Items from a dataset:
--- Begin ---
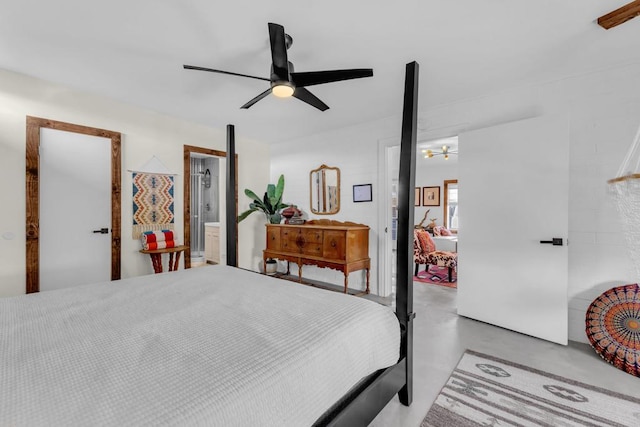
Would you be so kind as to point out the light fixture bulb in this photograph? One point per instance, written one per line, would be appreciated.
(282, 90)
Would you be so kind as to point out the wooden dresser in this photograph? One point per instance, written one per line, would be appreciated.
(342, 246)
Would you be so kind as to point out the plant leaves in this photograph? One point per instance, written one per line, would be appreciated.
(245, 214)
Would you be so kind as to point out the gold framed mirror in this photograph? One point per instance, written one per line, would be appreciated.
(324, 184)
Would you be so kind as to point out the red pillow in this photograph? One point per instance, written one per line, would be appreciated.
(426, 242)
(445, 232)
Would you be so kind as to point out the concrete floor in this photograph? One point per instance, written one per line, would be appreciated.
(441, 336)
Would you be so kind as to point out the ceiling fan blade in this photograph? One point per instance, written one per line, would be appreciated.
(279, 51)
(319, 77)
(304, 95)
(620, 16)
(193, 67)
(257, 98)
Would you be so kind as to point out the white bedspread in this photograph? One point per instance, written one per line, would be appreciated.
(207, 346)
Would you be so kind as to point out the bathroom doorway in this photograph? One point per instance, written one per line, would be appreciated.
(204, 206)
(205, 209)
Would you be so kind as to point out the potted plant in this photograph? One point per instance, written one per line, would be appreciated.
(271, 204)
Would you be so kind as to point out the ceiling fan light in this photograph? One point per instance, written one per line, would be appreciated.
(282, 90)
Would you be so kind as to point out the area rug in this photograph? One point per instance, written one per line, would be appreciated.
(488, 391)
(437, 276)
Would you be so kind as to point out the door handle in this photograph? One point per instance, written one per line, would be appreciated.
(556, 241)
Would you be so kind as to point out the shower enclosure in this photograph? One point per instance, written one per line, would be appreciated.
(205, 200)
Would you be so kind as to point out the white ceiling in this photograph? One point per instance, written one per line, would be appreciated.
(133, 51)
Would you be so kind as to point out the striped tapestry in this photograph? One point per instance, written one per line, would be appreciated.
(152, 203)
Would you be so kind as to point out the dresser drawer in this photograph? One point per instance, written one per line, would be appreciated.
(301, 240)
(273, 238)
(334, 245)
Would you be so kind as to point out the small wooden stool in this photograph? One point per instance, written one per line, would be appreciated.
(156, 257)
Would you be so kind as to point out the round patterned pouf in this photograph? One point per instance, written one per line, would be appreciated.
(613, 327)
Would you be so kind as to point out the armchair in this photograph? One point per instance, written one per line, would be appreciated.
(424, 252)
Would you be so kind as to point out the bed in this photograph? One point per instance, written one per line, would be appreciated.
(214, 345)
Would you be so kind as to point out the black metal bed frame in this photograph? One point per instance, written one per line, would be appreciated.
(365, 400)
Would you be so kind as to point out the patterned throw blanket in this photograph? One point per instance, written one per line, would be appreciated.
(152, 202)
(157, 239)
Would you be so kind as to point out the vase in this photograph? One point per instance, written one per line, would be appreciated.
(271, 266)
(274, 218)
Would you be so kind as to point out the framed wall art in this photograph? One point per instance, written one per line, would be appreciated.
(362, 193)
(431, 196)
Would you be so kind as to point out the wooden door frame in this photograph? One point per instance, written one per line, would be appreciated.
(188, 149)
(34, 124)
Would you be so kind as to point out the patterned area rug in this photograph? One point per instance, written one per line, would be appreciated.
(488, 391)
(437, 276)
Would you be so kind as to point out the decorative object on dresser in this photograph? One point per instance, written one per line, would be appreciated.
(271, 204)
(342, 246)
(291, 212)
(324, 185)
(431, 196)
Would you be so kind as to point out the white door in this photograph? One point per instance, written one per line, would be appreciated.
(75, 204)
(513, 187)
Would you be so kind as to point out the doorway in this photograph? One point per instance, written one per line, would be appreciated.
(200, 219)
(205, 209)
(76, 237)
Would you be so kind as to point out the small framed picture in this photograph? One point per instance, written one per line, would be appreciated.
(430, 196)
(362, 193)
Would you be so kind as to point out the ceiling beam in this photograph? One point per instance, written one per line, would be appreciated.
(620, 16)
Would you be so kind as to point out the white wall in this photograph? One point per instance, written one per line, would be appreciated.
(144, 133)
(604, 111)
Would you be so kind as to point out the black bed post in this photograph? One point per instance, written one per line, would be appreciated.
(232, 224)
(406, 196)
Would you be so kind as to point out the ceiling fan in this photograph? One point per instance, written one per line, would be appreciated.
(620, 15)
(284, 81)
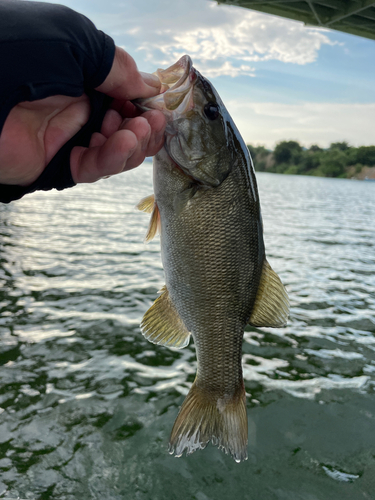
--- End ---
Exercise requirements |
Rewrite the lines in the part that opens with the line containing "the patterned area" and closes with the last of the lines, requests included, and scale every coordinate in the answers by 0.55, rounding to whole numbers with halves going up. Leave the pictures out of your answer.

Output of the task |
Would you be so kind as to point out the patterned area rug in this photograph? One point per instance, written one per line, would be appreciated.
(268, 215)
(240, 152)
Would you be so kind as to point out the decorative object on dresser in this photograph? One point per instance, written one per line, would be appreciated.
(149, 112)
(188, 135)
(160, 117)
(178, 102)
(237, 108)
Would you be so kind as to point out the white door in this photograph? One point per instance, written one per line, would be appreciated.
(41, 112)
(282, 103)
Would you be so kind as to point out the doorway in this photograph? One point per instance, written one per line, would be appreciated.
(110, 120)
(113, 115)
(42, 130)
Would you be so kind as to point out the small framed picture in this photograph? One point per instance, written one per line, would be appreciated.
(237, 108)
(199, 106)
Would you be so kind as to point out the ceiling beam in this photograph? One point per instance, written one per line, would be appreciated.
(341, 9)
Would you be so kind as to point out the white wall in this photograph? One point per instance, written one per line, would be appreciated.
(79, 73)
(332, 61)
Would you be so kind as to point out the black bed post in this photograph? One point per instance, written one per line, would be appreciated.
(128, 123)
(223, 108)
Would you be so kind as to point out the ceiling fan in this photograph? One point per instance, written one per line, would be appreciated.
(341, 8)
(156, 45)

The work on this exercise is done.